Echo each of the following lines back word for word.

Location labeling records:
↓↓↓
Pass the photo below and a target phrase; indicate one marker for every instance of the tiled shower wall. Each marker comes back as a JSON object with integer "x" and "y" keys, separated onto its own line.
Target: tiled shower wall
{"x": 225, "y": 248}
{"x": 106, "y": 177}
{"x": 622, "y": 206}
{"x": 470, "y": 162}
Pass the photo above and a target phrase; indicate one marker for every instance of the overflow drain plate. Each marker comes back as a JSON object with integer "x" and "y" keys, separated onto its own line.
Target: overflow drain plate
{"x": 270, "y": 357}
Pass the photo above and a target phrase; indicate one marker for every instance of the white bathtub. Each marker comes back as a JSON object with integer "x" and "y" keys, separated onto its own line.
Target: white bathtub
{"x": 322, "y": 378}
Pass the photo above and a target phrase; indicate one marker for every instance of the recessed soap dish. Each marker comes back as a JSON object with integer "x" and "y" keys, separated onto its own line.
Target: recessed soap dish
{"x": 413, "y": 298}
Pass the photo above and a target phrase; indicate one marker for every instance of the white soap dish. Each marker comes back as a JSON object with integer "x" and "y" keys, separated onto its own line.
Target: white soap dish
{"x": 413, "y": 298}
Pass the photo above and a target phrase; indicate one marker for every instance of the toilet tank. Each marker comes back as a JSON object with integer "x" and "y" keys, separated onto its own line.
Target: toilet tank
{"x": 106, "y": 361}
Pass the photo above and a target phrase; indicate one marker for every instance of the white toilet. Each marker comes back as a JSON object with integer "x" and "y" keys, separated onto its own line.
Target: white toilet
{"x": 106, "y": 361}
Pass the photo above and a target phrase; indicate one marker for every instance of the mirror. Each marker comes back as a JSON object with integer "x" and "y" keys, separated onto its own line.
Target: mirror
↑↑↑
Written response
Pass the photo below and a target phrase; indicate one marker for every instance of the tiled shower wall. Each marker comes back as a JSON object with integer "x" and "y" keys, separated onto its own line.
Target: tiled shower wall
{"x": 225, "y": 248}
{"x": 106, "y": 177}
{"x": 622, "y": 206}
{"x": 470, "y": 162}
Pass the photo above and a target phrase; indicate one marker for every instance of the overflow drain plate. Each marker comes back as a JSON object with integer "x" and "y" keys, separated onto its own line.
Target: overflow drain plate
{"x": 270, "y": 357}
Pass the photo above and a target phrase; indicate one marker for every instance of the white bathtub. Each marker comes back as a JSON object with integer "x" and "y" keys, separated onto its own line.
Target: white bathtub
{"x": 322, "y": 378}
Pass the photo above and a target phrase; indicate one marker for every instance of the recessed soap dish. Each marker comes back as a JSON object with integer "x" and "y" keys, separated onto its own line.
Target: recessed soap dish
{"x": 413, "y": 298}
Pass the photo above and a target phrase; indicate one marker for every instance of the white soap dish. Each marker comes back as a JSON object with integer "x" and "y" keys, separated onto its own line.
Target: white soap dish
{"x": 413, "y": 298}
Pass the photo above and a target phrase; indicate one marker for every instance of the toilet tank. Each marker comes back as a JSON object with integer "x" and "y" keys, separated onto its own line.
Target: toilet tank
{"x": 106, "y": 361}
Pass the photo above and a target phrase; indicate one marker for every instance of the white toilet. Each marker comes back as a JSON object with integer "x" and "y" keys, separated onto its own line.
Target: white toilet
{"x": 106, "y": 361}
Pass the photo above and a target phrase; indicate one marker for every instance of the mirror. Each marker comes back as a JSON object with integer "x" and "y" keys, separated onto its own line.
Target: mirror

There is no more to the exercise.